• [Passage to read]:
-- START --

Austin, Texas has no shortage of film festivals. After all, this is the city that’s host both to South by Southwest in the Spring and to Fantastic Fest in the Fall. But if you want a fest that features projects made “by and/or about Latinos or indigenous peoples of the Americas” you can’t do any better than Cine Las Americas International Film Festival. Now in its 19th year, the Texas program is showing 38 feature films, 60 short films, and 16 music videos, with over 24 countries represented.
Under its “New Releases” section you’ll find features we’ve been championing here at Remezcla, including Gabriel Lichtmann’s How to Win Enemies, Santiago Lozano Álvarez and Ángela Osorio Rojas’ Siembra, as well as Venice Film Festival winner Desde Allá and Los Cabos International Film Festival winner Te prometo anarquía. Consider those 19 films a cross section of the best cinema Latin America has to offer. That’s not to say that Cine Las America’s Competition slate (as well as it Hecho in Tejas lineup) are any less exciting. Tackling immigration, mental illness, rocket ships, and everything in between, the flicks playing in Austin will have something for everyone.
Don’t worry, we combed through the entire program and hand-picked 10 can’t-miss films from the fest, from autobiographical docs on Chilean government dynasties to a Babel-like feature set almost entirely in the New York City subway.
Cine Las Americas International Film Festival runs May 4 – 8, 2016 in Austin, TX.
Allende mi abuelo Allende
In this documentary, Marcia Tambutti Allende uses the medium to confront her family’s life-long silence around her abue’s legacy both as a politician and family man. Tambutti’s feature sticks more to the personal rather than delving into El Chicho’s social and political legacy. Formally, Allende is structured around a series of interventions, interviews, and archival materials that Tambutti uses to explore the nature of her family’s prolonged silence, and how it relates to the traumatic loss of their patriarch. The director reconstructs a personal history of a man who for many is a little more than an idealistic political icon, or an image of resistance in a country still recovering from decades of brutal dictatorship.

-- END --

• [Direction A]: How many short films is the festival showing, according to the film festival article?
• [Direction B]: Output the stretch of the film festival article from "Don’t worry, we" through "York City subway.".

• [Records supplied]:
-- START --

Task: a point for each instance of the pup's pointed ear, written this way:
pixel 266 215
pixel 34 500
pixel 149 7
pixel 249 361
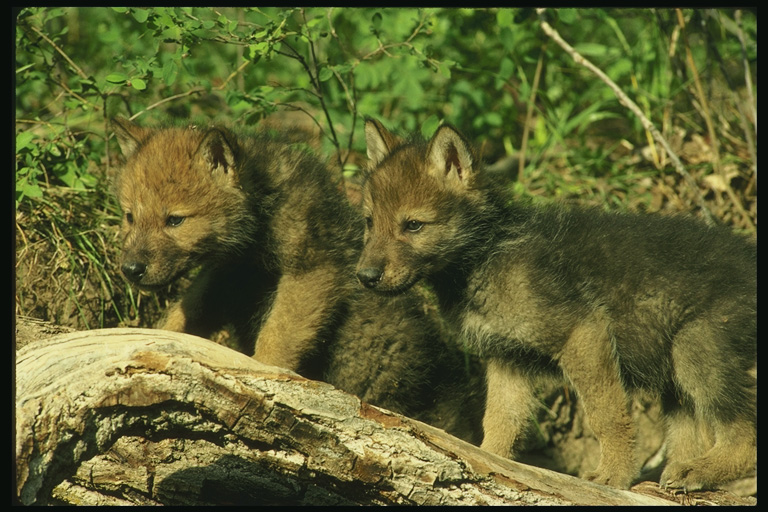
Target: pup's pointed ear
pixel 217 149
pixel 451 158
pixel 129 135
pixel 379 141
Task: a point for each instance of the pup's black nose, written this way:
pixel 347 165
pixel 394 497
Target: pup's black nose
pixel 134 270
pixel 370 276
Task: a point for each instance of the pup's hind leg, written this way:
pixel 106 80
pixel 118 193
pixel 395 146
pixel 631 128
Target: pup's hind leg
pixel 717 443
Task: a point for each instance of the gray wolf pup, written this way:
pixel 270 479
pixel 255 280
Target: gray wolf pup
pixel 611 302
pixel 277 242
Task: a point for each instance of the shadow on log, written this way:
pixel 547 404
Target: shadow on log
pixel 138 416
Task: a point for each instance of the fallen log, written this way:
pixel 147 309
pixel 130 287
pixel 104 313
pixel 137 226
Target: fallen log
pixel 139 416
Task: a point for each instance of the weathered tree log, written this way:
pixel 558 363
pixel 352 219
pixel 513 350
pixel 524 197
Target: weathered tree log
pixel 138 416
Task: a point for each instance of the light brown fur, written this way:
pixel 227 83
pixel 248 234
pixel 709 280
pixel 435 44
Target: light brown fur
pixel 276 243
pixel 611 303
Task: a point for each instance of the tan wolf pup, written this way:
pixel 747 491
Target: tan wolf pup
pixel 277 241
pixel 611 302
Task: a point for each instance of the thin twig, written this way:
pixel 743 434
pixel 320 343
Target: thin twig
pixel 529 113
pixel 631 105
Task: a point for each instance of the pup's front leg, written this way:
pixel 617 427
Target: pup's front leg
pixel 303 306
pixel 588 362
pixel 509 404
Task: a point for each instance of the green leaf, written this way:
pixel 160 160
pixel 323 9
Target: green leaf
pixel 138 84
pixel 116 78
pixel 170 72
pixel 376 21
pixel 140 15
pixel 23 139
pixel 505 17
pixel 429 126
pixel 325 74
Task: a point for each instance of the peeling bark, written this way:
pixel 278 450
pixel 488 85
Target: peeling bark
pixel 138 416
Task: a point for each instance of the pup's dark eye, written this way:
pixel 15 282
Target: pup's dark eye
pixel 174 221
pixel 413 226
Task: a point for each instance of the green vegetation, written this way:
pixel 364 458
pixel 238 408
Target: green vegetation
pixel 551 127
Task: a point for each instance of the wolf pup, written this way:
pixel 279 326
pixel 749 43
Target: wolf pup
pixel 277 242
pixel 611 302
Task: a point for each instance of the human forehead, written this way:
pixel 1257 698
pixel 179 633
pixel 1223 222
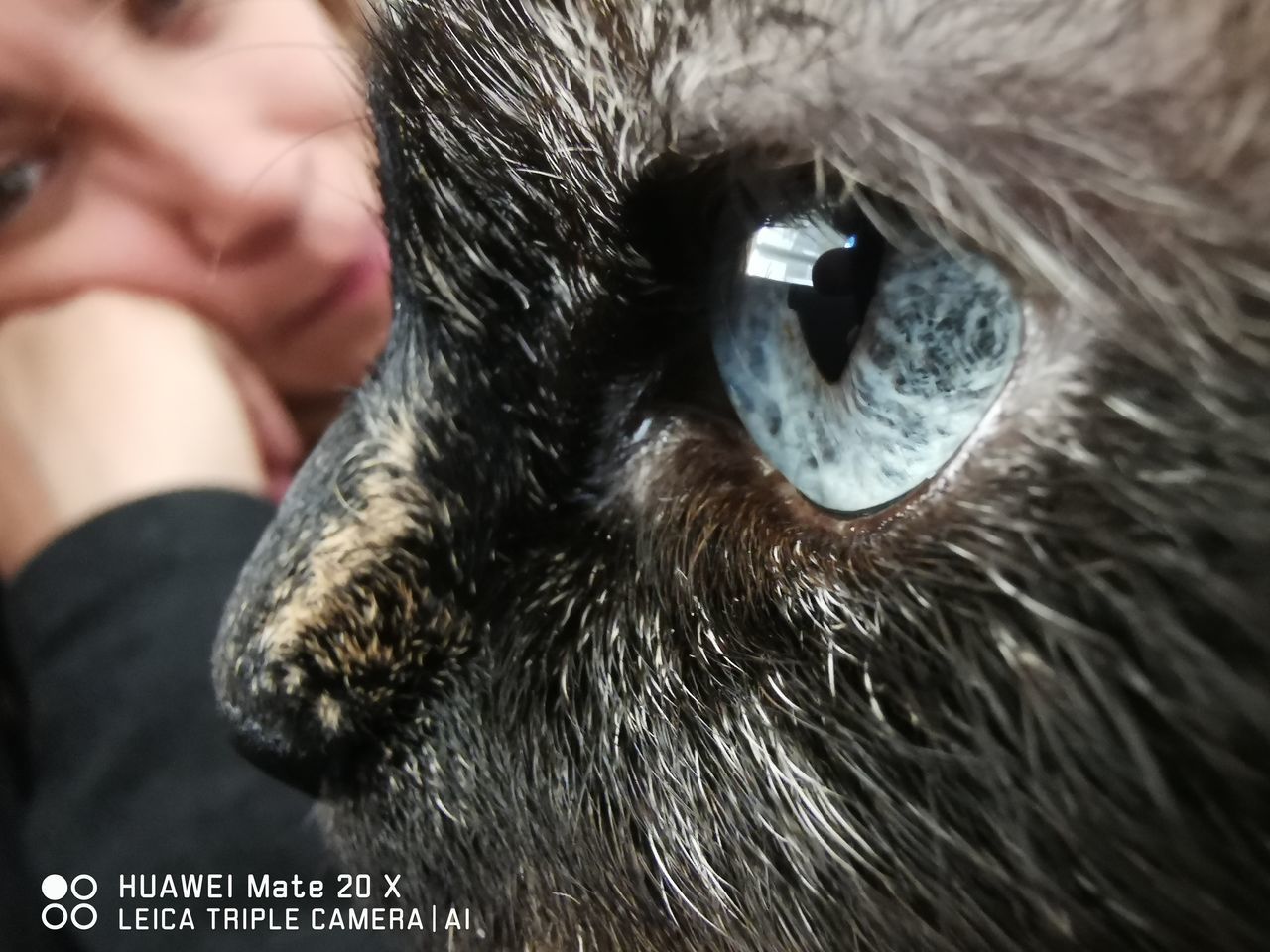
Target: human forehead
pixel 41 39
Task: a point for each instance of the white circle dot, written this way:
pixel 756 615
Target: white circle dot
pixel 55 907
pixel 75 916
pixel 54 887
pixel 89 892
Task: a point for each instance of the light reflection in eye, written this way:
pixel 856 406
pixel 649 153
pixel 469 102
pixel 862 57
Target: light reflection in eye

-- END --

• [Task response A]: 60 short films.

• [Task response B]:
Don’t worry, we combed through the entire program and hand-picked 10 can’t-miss films from the fest, from autobiographical docs on Chilean government dynasties to a Babel-like feature set almost entirely in the New York City subway.